◆ **Direction**:
Reproduce the records below, starting at the line that contains "Could you please spot the forest" and ending with the last line of the records. Keep the requests as they are, add -117 to every coordinate in the answers, and leave out the pictures.

◆ **Materials provided**:
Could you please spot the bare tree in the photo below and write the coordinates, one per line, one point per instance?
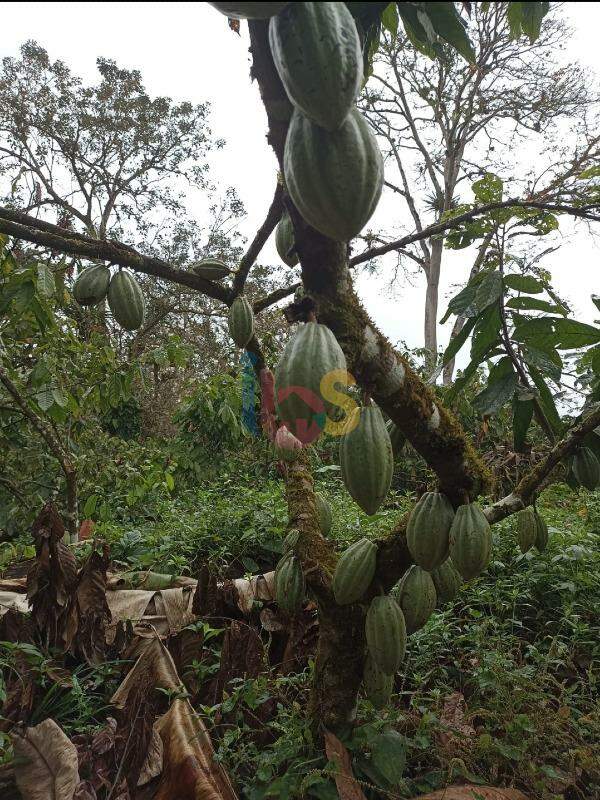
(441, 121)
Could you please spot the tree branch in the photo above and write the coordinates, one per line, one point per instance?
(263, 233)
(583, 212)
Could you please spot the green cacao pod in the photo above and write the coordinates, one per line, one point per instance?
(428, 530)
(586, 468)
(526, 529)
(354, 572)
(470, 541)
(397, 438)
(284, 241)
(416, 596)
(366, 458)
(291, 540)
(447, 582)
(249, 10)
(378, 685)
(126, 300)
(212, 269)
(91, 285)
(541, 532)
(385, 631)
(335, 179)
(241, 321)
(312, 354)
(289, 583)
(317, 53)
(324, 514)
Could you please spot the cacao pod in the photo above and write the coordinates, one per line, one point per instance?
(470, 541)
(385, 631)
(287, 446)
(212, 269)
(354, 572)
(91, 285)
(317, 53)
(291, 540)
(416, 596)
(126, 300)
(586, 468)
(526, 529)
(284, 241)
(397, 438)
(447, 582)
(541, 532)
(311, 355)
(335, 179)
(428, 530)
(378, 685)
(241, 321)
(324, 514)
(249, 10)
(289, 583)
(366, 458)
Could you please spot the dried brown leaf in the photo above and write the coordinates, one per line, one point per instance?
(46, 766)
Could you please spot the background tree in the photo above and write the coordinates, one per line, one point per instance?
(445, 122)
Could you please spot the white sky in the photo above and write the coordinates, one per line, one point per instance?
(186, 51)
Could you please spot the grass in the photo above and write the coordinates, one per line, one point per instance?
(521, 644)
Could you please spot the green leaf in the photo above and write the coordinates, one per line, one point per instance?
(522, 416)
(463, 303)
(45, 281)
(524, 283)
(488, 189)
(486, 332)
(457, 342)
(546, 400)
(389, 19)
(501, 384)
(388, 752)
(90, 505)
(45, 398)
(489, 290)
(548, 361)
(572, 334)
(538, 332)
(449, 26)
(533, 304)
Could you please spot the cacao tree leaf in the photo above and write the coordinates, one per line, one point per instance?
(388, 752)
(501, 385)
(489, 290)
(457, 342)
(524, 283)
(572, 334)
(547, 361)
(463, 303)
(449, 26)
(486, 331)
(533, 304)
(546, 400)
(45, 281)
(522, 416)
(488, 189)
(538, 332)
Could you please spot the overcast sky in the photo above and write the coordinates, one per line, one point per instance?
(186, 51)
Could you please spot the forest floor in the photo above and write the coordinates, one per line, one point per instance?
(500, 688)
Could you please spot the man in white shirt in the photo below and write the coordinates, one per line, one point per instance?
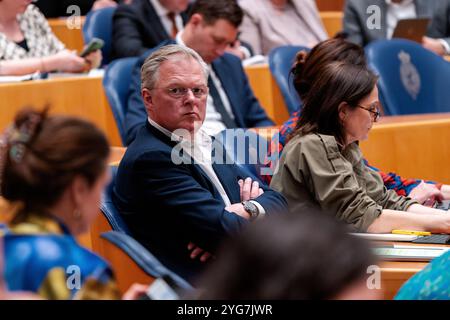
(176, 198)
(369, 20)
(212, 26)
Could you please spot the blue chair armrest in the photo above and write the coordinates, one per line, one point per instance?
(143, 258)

◆ **Solved exercise**:
Could you please spot the forest floor in the photo above and write the coordinates, one per line, one point per instance?
(383, 571)
Could you please spot the man in white shirt in the photo below and write the coordinates, one per line, one point per instance?
(59, 81)
(252, -97)
(95, -91)
Could you please spot the blue chair armrest in the photo above and write the coordinates, one per line, one point per instance?
(26, 141)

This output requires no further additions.